WHAT NEEDS TO BE DONE: Copy the data below word for word, starting at the line that contains "Where can you find the building" and continuing through the final line of the data.

[Start]

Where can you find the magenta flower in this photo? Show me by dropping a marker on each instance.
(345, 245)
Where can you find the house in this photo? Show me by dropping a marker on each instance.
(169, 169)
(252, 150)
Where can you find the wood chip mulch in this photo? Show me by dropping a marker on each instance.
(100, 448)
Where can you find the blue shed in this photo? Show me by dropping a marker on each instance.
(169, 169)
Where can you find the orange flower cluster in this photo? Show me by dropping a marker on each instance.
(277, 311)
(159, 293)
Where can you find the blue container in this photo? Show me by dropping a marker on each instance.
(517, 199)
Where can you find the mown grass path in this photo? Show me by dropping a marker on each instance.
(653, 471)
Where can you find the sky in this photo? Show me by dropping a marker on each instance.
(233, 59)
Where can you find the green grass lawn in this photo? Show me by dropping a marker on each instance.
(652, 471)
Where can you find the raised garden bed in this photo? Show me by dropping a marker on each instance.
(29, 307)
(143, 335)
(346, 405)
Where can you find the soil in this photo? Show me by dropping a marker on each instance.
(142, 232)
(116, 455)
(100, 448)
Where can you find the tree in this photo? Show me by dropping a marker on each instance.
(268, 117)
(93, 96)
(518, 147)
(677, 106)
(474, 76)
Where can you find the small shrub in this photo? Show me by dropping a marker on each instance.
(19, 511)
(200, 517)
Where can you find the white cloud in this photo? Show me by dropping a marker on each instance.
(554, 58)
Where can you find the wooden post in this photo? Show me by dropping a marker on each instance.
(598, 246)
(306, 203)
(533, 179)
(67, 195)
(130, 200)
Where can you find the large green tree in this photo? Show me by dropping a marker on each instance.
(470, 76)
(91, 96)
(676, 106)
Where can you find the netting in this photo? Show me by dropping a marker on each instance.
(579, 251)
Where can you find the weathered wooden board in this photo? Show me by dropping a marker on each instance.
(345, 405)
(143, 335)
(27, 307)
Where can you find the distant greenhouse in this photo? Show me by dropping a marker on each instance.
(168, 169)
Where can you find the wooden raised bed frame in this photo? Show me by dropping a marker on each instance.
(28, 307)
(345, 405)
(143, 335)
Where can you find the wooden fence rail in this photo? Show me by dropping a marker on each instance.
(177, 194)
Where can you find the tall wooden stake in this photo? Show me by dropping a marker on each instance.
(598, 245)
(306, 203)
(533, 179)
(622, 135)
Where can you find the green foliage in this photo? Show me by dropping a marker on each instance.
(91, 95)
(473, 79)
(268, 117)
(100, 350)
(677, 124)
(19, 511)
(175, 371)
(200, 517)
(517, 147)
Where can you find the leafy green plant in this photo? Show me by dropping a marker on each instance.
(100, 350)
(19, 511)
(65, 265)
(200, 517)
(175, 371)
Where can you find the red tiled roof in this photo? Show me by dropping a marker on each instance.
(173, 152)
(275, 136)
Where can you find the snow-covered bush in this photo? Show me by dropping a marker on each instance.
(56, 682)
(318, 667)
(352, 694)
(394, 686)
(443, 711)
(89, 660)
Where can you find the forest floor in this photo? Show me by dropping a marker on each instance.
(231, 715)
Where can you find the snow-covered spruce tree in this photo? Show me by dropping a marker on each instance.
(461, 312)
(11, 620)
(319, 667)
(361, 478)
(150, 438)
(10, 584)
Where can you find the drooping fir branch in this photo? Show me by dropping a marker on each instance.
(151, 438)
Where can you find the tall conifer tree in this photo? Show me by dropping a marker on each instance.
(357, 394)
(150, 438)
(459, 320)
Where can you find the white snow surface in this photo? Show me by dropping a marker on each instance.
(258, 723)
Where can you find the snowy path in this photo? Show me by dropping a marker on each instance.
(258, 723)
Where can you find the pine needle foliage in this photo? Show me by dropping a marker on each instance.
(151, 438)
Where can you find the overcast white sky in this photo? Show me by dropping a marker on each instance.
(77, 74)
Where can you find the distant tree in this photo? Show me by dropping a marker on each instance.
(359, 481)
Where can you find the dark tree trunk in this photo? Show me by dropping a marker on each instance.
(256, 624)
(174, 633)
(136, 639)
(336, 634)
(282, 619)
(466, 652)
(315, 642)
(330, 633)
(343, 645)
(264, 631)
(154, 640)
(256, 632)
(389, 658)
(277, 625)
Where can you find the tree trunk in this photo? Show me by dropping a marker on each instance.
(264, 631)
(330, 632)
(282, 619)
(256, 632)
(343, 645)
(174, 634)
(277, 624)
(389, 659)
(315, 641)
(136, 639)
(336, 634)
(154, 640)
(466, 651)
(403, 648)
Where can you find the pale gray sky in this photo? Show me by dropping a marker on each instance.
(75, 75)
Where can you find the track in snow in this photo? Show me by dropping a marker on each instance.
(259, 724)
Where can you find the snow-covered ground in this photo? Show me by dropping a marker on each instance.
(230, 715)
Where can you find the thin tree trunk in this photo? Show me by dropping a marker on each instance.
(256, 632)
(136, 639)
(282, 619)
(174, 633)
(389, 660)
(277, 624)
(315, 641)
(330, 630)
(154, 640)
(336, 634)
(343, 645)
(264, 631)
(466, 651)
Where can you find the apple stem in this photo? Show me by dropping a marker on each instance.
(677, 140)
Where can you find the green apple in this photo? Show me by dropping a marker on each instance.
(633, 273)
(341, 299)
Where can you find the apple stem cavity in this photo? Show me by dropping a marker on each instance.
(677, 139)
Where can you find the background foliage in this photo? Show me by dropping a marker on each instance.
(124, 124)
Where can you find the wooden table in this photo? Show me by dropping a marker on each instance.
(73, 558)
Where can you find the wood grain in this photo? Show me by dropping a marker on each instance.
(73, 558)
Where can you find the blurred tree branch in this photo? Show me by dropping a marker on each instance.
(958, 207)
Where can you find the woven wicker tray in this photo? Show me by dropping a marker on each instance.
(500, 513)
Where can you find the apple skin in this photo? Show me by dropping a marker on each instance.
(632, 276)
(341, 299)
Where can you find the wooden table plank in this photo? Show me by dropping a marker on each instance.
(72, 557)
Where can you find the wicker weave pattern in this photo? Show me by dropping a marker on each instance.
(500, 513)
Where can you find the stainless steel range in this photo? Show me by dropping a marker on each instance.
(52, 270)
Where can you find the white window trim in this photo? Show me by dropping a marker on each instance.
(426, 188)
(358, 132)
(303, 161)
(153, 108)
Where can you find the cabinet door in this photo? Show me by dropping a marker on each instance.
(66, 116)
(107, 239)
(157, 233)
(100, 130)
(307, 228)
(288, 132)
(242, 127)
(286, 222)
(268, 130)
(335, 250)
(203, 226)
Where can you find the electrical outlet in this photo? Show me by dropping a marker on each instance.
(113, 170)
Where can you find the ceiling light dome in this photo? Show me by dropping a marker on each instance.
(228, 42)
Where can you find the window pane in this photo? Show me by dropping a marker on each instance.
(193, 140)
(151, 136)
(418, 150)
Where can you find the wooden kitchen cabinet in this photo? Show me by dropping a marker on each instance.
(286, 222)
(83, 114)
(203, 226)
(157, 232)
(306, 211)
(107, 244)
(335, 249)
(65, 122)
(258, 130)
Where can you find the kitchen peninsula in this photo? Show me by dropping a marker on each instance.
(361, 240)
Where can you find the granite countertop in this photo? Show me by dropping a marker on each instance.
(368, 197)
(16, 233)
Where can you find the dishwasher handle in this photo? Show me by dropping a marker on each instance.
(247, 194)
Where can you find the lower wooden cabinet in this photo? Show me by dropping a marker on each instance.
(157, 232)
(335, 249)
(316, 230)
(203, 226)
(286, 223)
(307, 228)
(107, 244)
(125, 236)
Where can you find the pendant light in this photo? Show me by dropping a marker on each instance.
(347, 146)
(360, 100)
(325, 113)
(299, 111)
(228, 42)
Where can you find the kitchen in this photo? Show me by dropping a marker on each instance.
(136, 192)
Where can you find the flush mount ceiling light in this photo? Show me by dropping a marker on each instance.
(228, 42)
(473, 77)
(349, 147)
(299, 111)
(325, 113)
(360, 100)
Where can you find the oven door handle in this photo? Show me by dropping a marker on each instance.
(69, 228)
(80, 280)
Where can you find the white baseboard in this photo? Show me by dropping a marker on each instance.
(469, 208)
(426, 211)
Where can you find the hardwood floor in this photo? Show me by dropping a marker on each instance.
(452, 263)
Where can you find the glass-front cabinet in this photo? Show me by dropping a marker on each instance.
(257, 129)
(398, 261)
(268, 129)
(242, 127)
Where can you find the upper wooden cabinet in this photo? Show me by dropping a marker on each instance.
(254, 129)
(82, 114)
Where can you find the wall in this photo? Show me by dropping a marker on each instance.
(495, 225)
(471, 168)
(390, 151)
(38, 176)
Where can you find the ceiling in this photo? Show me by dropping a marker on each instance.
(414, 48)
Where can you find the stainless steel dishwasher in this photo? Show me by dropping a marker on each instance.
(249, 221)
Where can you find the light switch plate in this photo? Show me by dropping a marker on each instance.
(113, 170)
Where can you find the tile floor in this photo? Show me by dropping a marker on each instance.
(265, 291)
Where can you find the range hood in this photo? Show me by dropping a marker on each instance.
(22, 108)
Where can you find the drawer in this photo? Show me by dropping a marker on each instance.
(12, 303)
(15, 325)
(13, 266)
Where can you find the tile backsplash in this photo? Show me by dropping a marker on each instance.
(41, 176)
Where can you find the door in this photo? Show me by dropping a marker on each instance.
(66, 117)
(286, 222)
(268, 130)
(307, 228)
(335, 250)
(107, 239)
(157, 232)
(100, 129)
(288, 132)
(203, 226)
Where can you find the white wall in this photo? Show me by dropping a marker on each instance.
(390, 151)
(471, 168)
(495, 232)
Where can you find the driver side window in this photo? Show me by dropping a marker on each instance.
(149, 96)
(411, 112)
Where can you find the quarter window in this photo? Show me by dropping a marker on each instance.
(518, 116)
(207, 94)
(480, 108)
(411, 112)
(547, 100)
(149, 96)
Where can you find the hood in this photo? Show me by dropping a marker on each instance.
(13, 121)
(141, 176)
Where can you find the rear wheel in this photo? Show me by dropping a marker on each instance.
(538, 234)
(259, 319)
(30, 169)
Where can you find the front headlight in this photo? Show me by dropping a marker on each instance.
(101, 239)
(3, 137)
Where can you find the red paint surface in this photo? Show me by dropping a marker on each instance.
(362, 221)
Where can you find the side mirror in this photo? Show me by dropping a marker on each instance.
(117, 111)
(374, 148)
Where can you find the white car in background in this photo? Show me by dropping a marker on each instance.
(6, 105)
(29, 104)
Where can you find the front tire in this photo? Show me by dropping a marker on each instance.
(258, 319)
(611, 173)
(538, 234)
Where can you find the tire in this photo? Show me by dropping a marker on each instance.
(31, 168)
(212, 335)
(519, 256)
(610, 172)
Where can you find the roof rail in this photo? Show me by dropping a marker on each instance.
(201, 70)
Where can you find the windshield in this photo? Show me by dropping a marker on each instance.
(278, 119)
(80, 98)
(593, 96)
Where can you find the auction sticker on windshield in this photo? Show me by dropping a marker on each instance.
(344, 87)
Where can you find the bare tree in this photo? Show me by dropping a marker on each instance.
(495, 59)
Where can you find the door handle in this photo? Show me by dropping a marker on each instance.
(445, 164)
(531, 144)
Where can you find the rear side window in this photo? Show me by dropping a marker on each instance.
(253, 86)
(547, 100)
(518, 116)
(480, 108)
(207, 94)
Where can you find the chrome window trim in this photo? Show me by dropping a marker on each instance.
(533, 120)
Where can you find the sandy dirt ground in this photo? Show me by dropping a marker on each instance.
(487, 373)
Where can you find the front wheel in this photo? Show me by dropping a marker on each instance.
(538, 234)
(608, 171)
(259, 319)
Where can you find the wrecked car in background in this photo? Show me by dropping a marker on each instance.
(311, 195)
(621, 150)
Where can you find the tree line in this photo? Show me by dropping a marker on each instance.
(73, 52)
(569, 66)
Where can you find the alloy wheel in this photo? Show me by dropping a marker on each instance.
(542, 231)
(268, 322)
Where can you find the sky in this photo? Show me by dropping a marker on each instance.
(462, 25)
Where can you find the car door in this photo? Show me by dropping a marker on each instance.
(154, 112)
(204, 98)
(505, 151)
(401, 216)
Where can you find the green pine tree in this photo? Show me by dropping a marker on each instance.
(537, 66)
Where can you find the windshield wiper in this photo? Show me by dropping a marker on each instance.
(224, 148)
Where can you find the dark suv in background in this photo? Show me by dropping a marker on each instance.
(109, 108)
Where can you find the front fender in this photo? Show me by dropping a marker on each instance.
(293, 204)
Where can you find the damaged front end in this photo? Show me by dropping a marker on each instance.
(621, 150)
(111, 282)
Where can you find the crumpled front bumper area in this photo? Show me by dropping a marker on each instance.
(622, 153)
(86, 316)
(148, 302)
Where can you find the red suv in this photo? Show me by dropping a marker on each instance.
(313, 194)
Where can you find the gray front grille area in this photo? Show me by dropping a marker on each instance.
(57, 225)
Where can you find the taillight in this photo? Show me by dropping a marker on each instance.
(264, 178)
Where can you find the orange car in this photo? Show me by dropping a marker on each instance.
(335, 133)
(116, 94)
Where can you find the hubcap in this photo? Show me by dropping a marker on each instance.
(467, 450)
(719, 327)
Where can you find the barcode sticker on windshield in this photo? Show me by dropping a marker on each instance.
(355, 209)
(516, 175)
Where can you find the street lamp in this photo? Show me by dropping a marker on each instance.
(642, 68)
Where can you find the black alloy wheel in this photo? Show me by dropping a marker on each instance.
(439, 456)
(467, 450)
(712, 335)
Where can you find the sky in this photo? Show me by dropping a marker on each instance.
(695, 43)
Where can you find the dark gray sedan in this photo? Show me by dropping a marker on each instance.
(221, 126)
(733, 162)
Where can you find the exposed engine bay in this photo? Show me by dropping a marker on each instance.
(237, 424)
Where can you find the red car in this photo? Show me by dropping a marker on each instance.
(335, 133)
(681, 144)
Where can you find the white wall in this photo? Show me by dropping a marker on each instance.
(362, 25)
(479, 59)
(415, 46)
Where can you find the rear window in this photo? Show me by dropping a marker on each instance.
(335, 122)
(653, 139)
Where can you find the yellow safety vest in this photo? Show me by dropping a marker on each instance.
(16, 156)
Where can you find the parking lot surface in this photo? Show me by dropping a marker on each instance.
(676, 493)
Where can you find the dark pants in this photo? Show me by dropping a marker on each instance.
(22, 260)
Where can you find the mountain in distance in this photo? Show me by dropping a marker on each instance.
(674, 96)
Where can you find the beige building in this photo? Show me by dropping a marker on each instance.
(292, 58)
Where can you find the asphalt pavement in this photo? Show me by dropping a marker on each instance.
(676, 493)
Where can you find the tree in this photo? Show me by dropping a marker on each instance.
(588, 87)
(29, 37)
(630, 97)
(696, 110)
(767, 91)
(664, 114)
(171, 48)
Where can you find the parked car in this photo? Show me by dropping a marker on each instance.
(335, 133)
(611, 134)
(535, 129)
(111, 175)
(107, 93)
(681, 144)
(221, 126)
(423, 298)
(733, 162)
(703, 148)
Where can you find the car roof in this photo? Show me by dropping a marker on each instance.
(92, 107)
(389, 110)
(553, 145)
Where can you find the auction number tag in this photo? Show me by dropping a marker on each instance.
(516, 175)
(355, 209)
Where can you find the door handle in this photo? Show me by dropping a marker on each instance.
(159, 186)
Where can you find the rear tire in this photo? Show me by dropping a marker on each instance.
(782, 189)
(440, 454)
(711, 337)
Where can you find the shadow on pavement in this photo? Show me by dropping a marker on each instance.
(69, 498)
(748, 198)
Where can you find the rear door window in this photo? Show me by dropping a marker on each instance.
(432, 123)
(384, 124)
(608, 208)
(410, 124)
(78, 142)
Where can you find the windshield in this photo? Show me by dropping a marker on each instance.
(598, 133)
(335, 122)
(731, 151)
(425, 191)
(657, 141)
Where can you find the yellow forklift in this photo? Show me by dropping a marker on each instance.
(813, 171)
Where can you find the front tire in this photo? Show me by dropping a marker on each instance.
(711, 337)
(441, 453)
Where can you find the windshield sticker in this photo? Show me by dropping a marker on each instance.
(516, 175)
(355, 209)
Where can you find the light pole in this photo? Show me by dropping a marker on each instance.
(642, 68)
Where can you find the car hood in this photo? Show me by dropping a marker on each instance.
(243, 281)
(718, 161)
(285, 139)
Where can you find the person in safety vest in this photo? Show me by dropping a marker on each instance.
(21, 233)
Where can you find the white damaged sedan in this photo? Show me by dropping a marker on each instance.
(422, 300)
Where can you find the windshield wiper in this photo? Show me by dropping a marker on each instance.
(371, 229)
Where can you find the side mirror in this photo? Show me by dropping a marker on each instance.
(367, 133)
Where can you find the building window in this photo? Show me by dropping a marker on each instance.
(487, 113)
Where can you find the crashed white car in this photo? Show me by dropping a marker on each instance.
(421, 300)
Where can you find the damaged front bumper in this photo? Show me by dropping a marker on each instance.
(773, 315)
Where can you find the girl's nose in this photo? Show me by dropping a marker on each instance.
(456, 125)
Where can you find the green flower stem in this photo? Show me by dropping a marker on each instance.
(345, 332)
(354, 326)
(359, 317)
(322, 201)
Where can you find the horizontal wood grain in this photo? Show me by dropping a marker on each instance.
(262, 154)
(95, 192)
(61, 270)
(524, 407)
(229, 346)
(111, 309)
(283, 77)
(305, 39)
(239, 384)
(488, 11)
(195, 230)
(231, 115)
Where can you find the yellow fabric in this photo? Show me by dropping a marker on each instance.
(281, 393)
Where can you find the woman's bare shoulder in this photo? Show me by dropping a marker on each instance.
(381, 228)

[End]

RESULT:
Where can you find the building window in this photo? Show me by dropping a marker on each instance.
(487, 113)
Where can you find the crashed white car in this photo? Show me by dropping a marker on each instance.
(421, 300)
Where can you find the damaged front bumper in this photo? Show me by dropping a marker on each instance.
(773, 315)
Where can you find the girl's nose in this photo? Show me by dropping a marker on each instance.
(456, 125)
Where can you find the green flower stem in this photo? Show me by dropping a marker on each instance.
(345, 332)
(354, 326)
(359, 317)
(322, 201)
Where can you find the horizontal wood grain in this photo? Show me by dropping a marker on each instance.
(262, 154)
(95, 192)
(61, 270)
(524, 407)
(229, 346)
(111, 309)
(283, 77)
(305, 39)
(239, 384)
(488, 11)
(195, 230)
(231, 115)
Where can you find the yellow fabric in this photo? Show me by dropping a marker on each instance.
(281, 393)
Where can you find the woman's bare shoulder in this photo? Show me by dropping a marker on each instance.
(381, 228)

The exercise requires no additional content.